**Prompt**
Repeat the listing below word for word, keeping every line in its original order.

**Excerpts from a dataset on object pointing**
+---+
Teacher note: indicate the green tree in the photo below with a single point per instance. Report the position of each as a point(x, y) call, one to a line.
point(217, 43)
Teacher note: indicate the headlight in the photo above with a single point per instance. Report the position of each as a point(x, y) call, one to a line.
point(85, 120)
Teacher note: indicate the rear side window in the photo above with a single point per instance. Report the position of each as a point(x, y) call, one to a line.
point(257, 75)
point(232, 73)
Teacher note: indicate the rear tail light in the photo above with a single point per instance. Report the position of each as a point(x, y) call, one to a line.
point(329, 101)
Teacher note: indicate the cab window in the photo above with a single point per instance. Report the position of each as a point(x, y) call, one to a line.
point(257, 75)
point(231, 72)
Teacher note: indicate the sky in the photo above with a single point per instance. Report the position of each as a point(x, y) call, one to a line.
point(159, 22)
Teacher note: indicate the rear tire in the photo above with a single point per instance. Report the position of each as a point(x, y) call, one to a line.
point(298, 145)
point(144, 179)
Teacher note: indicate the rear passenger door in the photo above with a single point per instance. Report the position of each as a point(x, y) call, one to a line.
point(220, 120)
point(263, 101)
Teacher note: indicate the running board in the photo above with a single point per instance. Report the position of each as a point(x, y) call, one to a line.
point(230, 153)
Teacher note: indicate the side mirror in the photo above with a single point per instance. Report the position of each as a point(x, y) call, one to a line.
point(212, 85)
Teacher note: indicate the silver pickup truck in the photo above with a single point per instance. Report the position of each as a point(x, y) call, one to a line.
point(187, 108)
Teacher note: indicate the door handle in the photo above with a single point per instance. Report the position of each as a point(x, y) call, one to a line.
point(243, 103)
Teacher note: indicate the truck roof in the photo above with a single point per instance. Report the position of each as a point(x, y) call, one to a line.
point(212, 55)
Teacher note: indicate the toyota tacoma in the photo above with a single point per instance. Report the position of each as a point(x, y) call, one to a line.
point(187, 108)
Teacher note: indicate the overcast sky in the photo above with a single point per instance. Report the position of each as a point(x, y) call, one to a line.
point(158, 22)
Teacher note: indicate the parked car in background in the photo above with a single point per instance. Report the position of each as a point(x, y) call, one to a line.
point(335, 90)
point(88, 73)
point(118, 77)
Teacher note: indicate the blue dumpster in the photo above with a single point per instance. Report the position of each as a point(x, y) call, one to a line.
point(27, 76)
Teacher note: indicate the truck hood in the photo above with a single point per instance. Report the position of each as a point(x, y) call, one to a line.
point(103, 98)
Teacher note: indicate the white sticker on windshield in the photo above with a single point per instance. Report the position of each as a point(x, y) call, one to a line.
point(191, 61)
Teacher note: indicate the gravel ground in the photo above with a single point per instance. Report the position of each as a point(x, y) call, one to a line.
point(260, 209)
+---+
**Written reply**
Teacher note: indicate the green tree in the photo below with a single point per instance. Report the position of each as a point(x, y) call, one to a line.
point(217, 43)
Teacher note: indicate the headlight in the photo above with a single point per instance. Report the position of each as a point(x, y) call, one to a line.
point(85, 120)
Teacher note: indicate the rear side window in the photo above with a single point per instance. Report the position of each as a point(x, y) call, one to a line.
point(257, 75)
point(232, 73)
Teacher note: indicate the rear tail light in the photo above with a single point per instance. Report the position of each as a point(x, y) call, one to a line.
point(329, 101)
Teacher note: indicate the cab window in the photo above with a single point per instance. Report the position of each as a point(x, y) call, one to a line.
point(257, 75)
point(231, 72)
Teacher note: indicate the sky in the photo above with a single point per instance. Report the position of each as a point(x, y) call, one to a line.
point(159, 22)
Teacher note: indicate the rear tire in the photo above with a single point per instance. Report the position of each as a point(x, y) call, one to a line.
point(298, 145)
point(144, 179)
Teacher note: indicate the rear passenger door in the photo above with a single point per instance. Report the position of each as a point(x, y) call, one to a line.
point(220, 120)
point(263, 101)
Teacher note: indicate the running board in the photo above with a single point per instance. Report the position of each as a point(x, y) call, one to a line.
point(230, 153)
Teacher note: indicate the side mirror in the photo above with a single point per instance. Report the position of each as a point(x, y) call, one to a line.
point(212, 85)
Teacher note: indicate the silver pickup truck in the photo above with a single point per instance. Report the position of each as a point(x, y) call, one to a line.
point(187, 108)
Teacher note: indicate the door handle in the photo above with a single point per instance. Report the position of each as a point(x, y) call, one to a line.
point(243, 103)
Teacher note: indicate the truck roof in the photo above with a single point per instance. Report the position of each as a point(x, y) call, one to a line.
point(212, 55)
Teacher note: indicate the toyota tacoma in the photo above with a single point per instance. Report the position of each as a point(x, y) call, one to a line.
point(187, 108)
Teacher note: indicate the overcast sky in the photo above with a single point per instance. Report the position of each as a point(x, y) call, one to a line.
point(158, 22)
Teacher note: indicate the parked car in background in the photo above with a single point per instance. Report the position of each as a point(x, y) call, one to a line.
point(335, 90)
point(88, 73)
point(118, 77)
Teacher note: indicate the blue dumpster in the photo above with a single point per instance. Report the position of each as a point(x, y) call, one to a line.
point(27, 76)
Teacher note: indicate the truck hood in the photo above with a single point per instance. Report the position of each as a point(x, y) call, one to a line.
point(103, 98)
Teacher note: indicate the white sticker on windshield in the photo above with a single point per instance. Report the position of each as a point(x, y) call, one to a line.
point(191, 61)
Teacher note: indicate the gravel ground in the photo above with a single point per instance. Report the position of each as a point(x, y) call, one to a line.
point(260, 209)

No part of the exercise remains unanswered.